__Job__. Copy the stretch from the line containing "boxes needed: dark blue jeans" through the end of the items, changing "tattooed" to "inked" and leaving everything else as it stands.

__Records to use__.

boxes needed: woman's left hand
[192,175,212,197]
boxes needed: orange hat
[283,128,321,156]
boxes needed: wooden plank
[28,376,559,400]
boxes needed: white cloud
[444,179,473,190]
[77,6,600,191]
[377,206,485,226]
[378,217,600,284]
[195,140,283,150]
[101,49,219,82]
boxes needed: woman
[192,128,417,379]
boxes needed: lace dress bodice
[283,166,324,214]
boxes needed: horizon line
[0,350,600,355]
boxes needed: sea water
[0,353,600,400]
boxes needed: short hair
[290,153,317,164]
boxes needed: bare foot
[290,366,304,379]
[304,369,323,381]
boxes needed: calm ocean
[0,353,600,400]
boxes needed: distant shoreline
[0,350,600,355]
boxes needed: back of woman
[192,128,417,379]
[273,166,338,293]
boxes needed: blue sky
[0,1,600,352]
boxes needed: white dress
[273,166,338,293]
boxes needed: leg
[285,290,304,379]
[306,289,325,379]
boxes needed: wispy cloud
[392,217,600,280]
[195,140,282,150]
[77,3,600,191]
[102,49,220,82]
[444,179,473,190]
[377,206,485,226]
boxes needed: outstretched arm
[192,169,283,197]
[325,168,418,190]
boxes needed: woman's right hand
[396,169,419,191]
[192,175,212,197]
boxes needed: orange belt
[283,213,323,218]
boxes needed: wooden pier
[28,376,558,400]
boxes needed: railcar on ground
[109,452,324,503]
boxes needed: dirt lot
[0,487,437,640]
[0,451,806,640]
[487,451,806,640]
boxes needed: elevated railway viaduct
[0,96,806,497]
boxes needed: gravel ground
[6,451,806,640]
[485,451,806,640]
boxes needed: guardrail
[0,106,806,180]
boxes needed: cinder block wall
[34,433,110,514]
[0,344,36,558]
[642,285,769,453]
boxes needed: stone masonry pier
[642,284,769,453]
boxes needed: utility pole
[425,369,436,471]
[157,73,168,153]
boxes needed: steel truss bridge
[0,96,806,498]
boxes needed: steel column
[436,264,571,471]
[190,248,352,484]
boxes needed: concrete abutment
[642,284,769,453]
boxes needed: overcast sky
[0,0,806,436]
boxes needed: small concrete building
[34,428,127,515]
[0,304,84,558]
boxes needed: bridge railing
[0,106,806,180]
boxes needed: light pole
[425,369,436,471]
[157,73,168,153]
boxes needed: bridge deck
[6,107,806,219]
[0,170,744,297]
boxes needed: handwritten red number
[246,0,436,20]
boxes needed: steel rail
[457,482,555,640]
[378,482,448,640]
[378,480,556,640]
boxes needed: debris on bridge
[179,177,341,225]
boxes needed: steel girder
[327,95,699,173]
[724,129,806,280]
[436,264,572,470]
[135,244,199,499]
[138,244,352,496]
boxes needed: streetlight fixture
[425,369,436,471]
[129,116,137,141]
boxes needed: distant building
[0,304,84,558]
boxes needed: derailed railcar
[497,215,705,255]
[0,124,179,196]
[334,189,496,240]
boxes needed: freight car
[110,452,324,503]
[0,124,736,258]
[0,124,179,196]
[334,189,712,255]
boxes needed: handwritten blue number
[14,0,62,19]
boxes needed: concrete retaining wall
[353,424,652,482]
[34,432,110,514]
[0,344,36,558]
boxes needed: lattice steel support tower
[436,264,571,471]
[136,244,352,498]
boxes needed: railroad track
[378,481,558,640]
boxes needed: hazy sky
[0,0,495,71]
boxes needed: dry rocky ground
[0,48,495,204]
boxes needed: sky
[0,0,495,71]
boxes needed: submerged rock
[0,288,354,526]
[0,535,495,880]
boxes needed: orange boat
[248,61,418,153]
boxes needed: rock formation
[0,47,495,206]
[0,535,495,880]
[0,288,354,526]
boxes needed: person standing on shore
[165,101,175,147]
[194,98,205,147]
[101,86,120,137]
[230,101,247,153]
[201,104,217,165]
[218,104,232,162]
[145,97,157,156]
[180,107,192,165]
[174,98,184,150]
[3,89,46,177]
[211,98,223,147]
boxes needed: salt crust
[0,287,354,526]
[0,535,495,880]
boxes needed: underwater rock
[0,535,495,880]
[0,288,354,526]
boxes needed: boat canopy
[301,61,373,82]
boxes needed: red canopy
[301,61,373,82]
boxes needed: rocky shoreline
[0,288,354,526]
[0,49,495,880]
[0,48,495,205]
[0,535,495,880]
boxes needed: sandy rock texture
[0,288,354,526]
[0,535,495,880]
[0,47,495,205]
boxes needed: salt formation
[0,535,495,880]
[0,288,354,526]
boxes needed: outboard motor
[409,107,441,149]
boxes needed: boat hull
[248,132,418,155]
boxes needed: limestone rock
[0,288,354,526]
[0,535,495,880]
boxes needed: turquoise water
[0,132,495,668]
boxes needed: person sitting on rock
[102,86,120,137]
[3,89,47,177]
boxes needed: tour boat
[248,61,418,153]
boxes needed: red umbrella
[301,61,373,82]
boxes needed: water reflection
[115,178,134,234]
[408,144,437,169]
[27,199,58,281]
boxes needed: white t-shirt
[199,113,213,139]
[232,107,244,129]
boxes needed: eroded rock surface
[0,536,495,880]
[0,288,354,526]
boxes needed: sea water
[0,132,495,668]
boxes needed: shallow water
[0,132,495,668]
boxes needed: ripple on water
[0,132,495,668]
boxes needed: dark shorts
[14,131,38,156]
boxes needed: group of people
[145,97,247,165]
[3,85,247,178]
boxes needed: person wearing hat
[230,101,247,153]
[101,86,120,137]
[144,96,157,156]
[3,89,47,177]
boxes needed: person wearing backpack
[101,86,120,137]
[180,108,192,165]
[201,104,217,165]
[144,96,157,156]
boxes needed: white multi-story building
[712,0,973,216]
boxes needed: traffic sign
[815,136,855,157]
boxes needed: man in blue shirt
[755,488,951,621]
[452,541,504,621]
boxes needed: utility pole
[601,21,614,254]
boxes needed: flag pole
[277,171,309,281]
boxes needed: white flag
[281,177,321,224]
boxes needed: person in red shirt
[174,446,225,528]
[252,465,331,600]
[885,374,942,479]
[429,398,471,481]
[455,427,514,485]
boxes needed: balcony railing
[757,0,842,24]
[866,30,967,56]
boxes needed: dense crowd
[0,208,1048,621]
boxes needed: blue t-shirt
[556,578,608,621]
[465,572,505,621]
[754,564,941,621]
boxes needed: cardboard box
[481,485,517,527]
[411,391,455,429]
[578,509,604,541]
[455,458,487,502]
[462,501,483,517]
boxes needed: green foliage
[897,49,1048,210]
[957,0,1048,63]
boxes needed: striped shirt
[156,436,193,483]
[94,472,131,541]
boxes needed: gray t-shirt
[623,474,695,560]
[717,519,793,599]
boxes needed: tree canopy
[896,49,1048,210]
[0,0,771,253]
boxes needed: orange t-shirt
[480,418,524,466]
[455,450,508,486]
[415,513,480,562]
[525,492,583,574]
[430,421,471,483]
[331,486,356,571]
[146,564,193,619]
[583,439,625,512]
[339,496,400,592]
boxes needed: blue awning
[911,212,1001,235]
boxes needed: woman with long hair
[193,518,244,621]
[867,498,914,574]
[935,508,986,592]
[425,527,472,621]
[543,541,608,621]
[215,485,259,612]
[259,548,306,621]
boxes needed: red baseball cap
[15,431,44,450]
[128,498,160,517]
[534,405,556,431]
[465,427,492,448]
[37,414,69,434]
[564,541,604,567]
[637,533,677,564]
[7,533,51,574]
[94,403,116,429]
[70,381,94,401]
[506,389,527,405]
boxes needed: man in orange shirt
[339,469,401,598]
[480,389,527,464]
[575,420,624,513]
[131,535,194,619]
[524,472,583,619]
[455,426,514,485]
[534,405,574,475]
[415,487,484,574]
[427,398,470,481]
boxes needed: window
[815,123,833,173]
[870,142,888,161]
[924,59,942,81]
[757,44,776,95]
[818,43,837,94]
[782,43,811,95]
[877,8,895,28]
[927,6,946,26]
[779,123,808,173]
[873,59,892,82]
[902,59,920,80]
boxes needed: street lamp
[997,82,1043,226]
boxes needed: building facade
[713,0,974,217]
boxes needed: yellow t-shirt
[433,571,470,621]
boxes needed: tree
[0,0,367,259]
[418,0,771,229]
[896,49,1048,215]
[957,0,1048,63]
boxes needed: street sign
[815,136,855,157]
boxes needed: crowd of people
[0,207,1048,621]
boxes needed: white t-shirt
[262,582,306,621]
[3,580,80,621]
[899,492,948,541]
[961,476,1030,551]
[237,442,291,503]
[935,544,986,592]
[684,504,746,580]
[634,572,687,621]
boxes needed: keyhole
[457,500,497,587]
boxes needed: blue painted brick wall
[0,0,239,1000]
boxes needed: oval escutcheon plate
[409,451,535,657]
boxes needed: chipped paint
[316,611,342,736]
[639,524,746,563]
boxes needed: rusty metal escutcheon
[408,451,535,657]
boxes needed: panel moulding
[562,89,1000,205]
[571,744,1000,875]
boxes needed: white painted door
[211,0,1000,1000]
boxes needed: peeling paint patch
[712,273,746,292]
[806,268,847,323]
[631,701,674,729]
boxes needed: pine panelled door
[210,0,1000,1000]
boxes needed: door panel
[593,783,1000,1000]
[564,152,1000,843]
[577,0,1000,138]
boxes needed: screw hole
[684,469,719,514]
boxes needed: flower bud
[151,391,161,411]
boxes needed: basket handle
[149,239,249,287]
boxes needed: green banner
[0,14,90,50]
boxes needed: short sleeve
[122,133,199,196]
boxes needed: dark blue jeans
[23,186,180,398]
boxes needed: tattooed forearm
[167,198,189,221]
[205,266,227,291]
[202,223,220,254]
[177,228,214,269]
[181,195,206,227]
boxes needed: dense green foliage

__Result of this task__.
boxes needed: dark blue jeans
[23,186,180,398]
boxes needed: inked forearm
[167,198,189,221]
[205,266,227,291]
[202,223,220,254]
[177,228,214,269]
[181,195,206,227]
boxes needed: dense green foliage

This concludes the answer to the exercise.